DATA RECORDS »
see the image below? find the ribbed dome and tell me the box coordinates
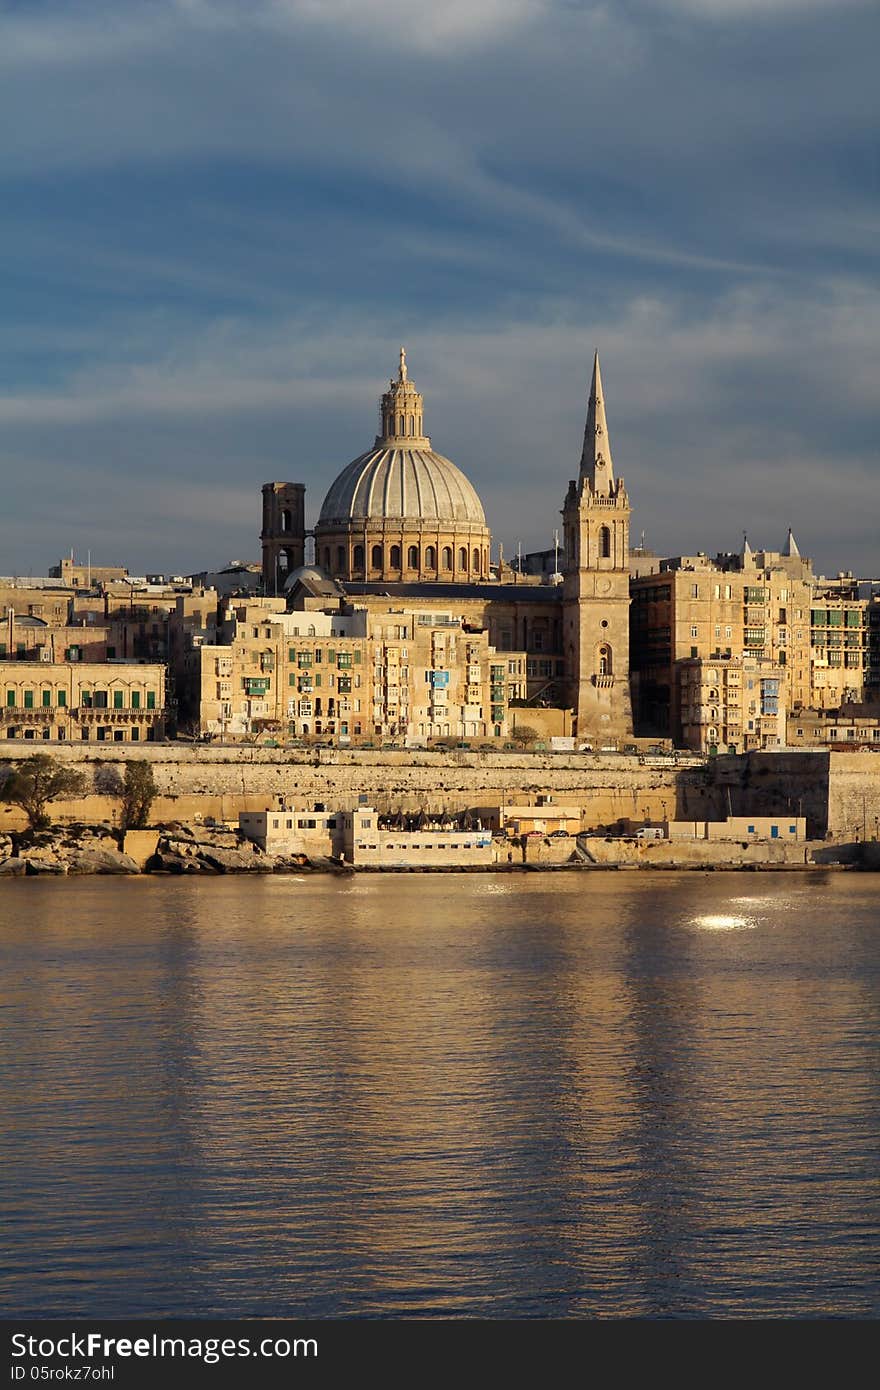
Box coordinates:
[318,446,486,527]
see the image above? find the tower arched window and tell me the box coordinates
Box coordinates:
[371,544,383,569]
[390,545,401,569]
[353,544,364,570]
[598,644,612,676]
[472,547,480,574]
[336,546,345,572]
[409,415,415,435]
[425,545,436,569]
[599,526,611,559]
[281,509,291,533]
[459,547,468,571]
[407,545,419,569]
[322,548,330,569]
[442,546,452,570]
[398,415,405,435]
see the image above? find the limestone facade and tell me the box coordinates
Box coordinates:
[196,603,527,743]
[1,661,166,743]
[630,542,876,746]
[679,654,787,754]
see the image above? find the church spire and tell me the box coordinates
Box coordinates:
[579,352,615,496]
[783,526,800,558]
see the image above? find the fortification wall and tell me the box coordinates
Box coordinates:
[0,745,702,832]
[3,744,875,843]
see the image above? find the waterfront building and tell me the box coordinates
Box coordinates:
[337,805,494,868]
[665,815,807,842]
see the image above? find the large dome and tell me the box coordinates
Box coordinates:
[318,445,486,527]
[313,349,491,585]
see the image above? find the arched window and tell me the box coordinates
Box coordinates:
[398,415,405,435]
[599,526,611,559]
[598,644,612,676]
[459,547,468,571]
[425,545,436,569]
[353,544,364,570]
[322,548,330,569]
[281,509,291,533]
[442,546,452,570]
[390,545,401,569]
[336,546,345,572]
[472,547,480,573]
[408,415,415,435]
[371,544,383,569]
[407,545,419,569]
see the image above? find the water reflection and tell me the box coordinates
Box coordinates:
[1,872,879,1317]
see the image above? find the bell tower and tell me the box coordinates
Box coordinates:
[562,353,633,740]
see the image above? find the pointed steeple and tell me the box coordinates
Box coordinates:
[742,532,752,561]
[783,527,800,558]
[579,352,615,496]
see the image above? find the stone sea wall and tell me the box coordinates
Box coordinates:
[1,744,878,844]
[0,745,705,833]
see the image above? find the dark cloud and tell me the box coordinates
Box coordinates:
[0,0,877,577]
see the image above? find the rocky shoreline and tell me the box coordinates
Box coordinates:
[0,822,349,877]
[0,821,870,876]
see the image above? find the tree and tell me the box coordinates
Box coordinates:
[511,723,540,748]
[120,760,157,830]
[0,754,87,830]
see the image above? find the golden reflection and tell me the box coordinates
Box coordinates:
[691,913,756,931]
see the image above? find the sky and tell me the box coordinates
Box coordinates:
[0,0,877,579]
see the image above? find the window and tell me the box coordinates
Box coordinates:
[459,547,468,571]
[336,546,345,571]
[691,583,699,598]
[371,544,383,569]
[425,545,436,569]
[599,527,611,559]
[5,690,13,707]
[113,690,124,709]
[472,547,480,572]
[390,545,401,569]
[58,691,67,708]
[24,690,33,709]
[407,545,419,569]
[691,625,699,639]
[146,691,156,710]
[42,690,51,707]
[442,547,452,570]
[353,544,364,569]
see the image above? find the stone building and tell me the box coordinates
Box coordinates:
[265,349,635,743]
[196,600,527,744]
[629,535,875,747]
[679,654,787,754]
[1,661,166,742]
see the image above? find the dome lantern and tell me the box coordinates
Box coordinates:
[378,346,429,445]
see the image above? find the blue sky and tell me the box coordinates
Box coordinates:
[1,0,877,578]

...

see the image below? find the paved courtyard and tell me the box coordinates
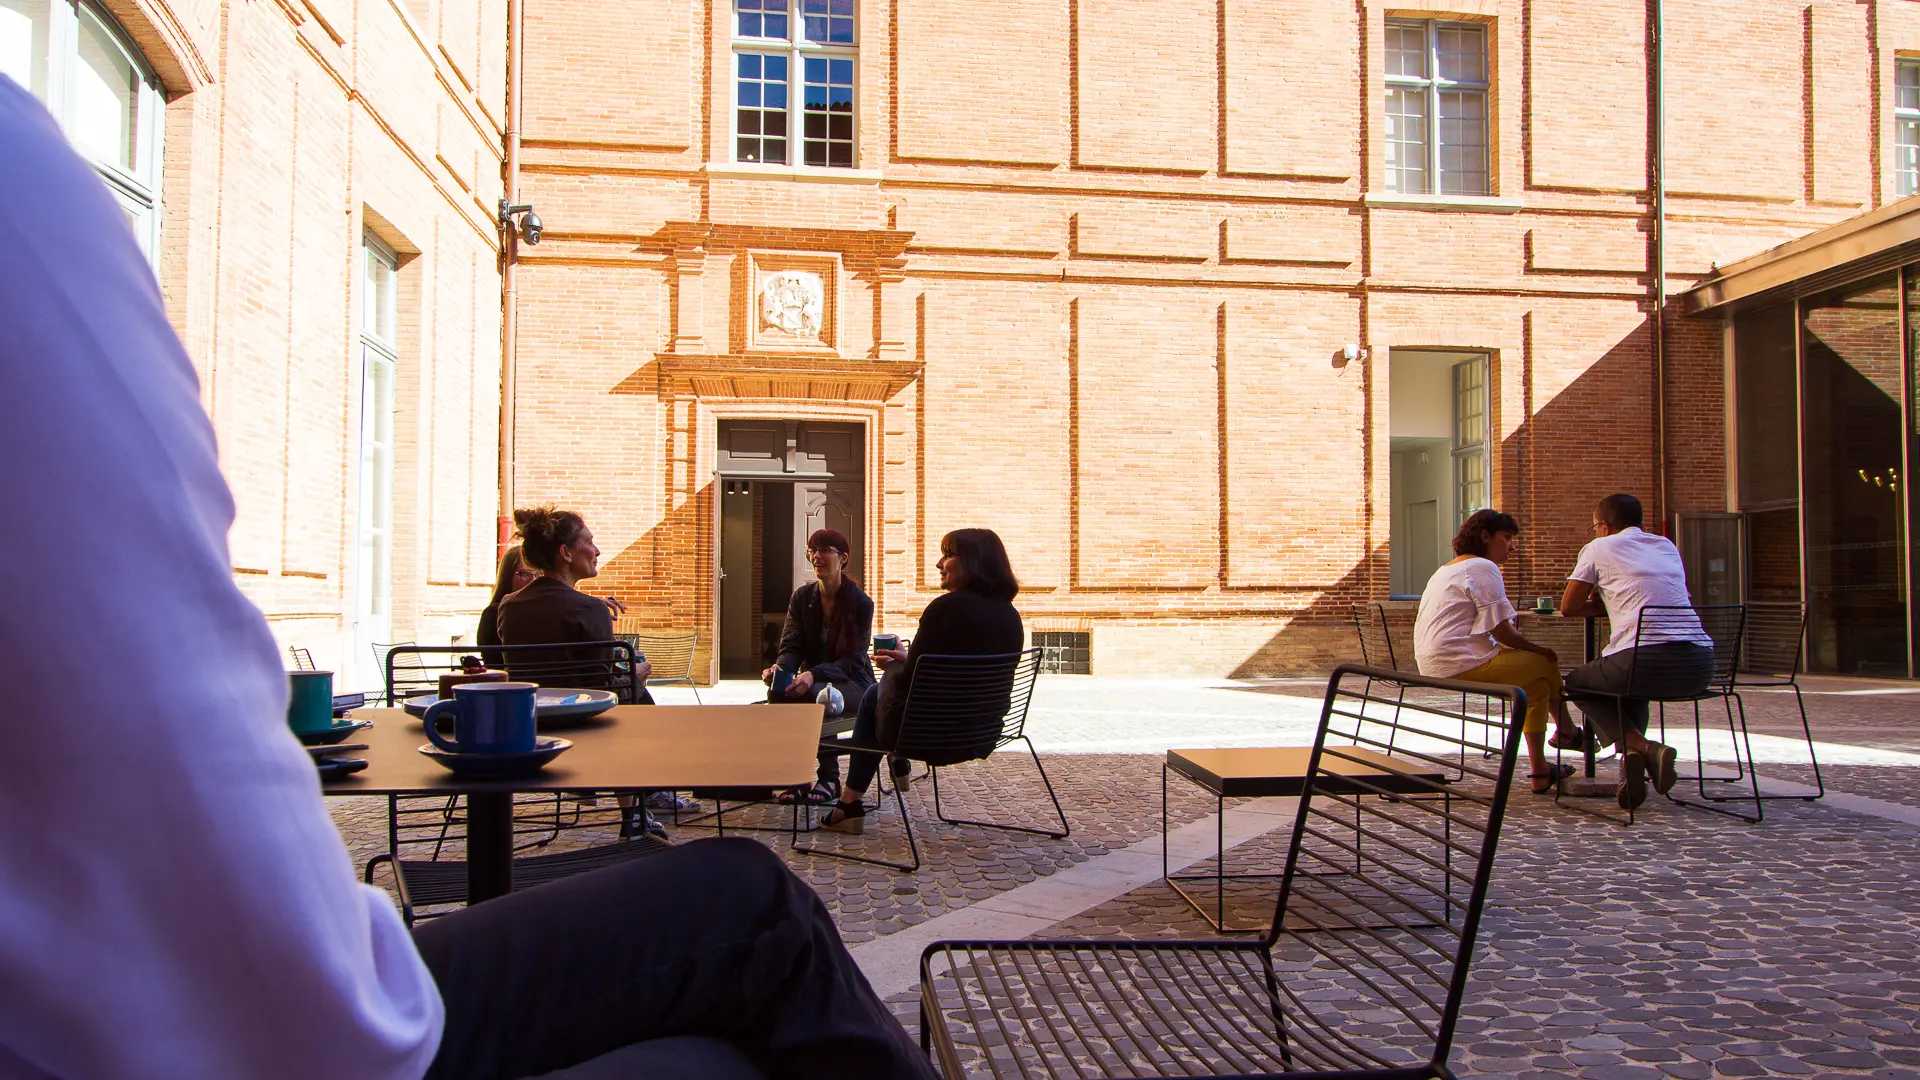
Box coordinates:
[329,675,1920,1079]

ACTIVITY »
Identify the lines in the entries that hold "below" and return each one.

COMPLETED TASK »
see the image below? find the ribbed dome and tell me the box coordinates
see the image below? find the paved courtyard and tell me the box coordinates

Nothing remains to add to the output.